Extrait du texte:
------------------------------------------------
Ceci est donc la chronique d’un article avorté, et en voici les raisons.

Je me suis triturée les méninges tout au long de la semaine dernière au sujet de ce papier. Et puis l’évidence s’est imposée. Je ne peux, bien entendu, faire preuve de «distanciation» et «d’impartialité», envers l’auteur de ce livre, et celle qui y publie ses photos, alors que ce sont là deux règles d’or de mon métier de journaliste, que nous préservons jalousement, dès que nous le pouvons.

Cher Ahmed, chère Karen, que cela soit dit ici: j’éprouve envers vous de l’admiration et une sincère affection. Il n’est donc plus question de cet article, mais de ces lignes.

Ahmed, grand frère des jeunes du Maroc, acteur associatif, homme de la cour royale, il m’a fallu réviser, à ton endroit, une sale idée préconçue. Quelques personnes ne t’aiment pas, peut-être à cause de cette proximité que tu entretiens, depuis déjà de nombreuses années, avec l’un des premiers cercles royaux. Avant même que je ne te rencontre, des personnes peu amènes s’étaient chargées de me prévenir que tu étais méchant, intéressé et hypocrite.

Ah, jalousie, quand tu les tiens…

Résultat: j’ai dû réviser cette idée parfaitement ridicule, en deux ans, quand nous sommes devenus quasiment voisins à Casablanca et que désormais, nous nous retrouvons, parfois, dans le même café. Chacun à sa table, chacun devant son écran, mais des mots amicaux échangés. Je me suis alors rendue compte du trésor d’homme que tu es, de ceux qui se dévouent à une cause juste.
------------------------------------------------
Consignes:
(a) Selon la chronique sur l'article avorté, quelles sont les deux règles d'or du métier de journaliste ?
(b) Rédigez la suite de la chronique sur l'article avorté, en reprenant après sa dernière phrase.
------------------------------------------------
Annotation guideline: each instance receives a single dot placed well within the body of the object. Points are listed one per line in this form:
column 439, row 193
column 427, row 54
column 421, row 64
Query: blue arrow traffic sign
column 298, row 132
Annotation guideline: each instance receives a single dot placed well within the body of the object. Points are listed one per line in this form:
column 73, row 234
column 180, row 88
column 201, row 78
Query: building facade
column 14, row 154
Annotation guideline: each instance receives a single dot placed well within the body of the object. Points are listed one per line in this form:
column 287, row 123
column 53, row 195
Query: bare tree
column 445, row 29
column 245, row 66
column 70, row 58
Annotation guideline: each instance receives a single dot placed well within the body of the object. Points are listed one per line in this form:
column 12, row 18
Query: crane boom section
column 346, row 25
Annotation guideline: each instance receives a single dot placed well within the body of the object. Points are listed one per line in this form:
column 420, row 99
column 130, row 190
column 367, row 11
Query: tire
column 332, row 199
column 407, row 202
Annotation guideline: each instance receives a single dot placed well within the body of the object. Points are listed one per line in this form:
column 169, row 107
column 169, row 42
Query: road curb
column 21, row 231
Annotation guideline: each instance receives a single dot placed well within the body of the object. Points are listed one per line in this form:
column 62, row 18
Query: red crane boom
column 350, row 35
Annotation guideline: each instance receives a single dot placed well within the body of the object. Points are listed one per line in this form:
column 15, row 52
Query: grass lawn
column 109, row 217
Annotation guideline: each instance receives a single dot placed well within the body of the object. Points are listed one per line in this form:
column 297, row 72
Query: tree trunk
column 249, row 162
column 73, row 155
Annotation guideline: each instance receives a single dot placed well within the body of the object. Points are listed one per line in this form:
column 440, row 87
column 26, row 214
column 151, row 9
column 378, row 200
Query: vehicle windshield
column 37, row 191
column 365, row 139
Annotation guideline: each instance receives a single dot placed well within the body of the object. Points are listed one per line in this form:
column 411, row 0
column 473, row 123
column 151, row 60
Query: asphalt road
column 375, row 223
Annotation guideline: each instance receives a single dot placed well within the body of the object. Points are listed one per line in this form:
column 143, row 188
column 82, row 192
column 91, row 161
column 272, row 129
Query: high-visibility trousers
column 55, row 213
------------------------------------------------
Corrigé des exercices:
(a) La distanciation et l'impartialité.

(b)
Aujourd’hui, tu as embrassé celle des jeunes de l’un de tes deux pays, car si tu es marocain, tu as aussi grandi en France, et là-bas, on t’appelait «beur». Au mieux.

Pardonne-moi de te dire une chose que tu sais déjà, qui a trait à ton passé: du 15 octobre au 3 décembre 1983, tu as marché avec tes pairs, pour militer pour l’égalité et lutter contre le racisme. Depuis cette célèbre «marche des beurs», tu n’as jamais cessé ton engagement.

Aujourd’hui, au Maroc, c’est tous azimuts qu’en tant qu’acteur associatif, tu tentes de faire en sorte que quelques jeunes marocains prennent leur destin en main, fassent montre de solidarité, dans notre société à multiples vitesses, où l’indifférence des plus riches envers ceux qui en ont moins, bien moins, est extrêmement révoltante.

Ahmed, tu fais ce que tu peux, tu n’as que deux jambes, deux bras, un cerveau fort heureusement en bon état de marche –ce qui est une rareté dans notre contrée, avouons-le–, et en fait, il faudrait te dupliquer, car tu donnes l’exemple. Ce que tu fais est essentiel: retisser des liens sociaux désormais délités, du fait de l’entrée brutale de la modernité sur notre sol.

Chère Karen… Nous nous étions perdues de vue en 1995, juste après le bac. Je garde des souvenirs très précis de la jeune fille studieuse et discrète que tu as été, assise juste derrière moi en cours de philo.

Je t’ai contactée, car nous nous sommes retrouvées sur Facebook. Je t’ai envoyé des questions. Tu y as répondu le soir même, malgré la fatigue bien habituelle d’une journée parisienne échevelée.

Tu es née et tu as grandi au Maroc, terre de tes ancêtres, la tienne, par conséquent, et le fait que tu te sois installée à Paris, où tu as fait tes études, ne t’empêche en rien de revenir dans ton pays natal, plusieurs fois par an.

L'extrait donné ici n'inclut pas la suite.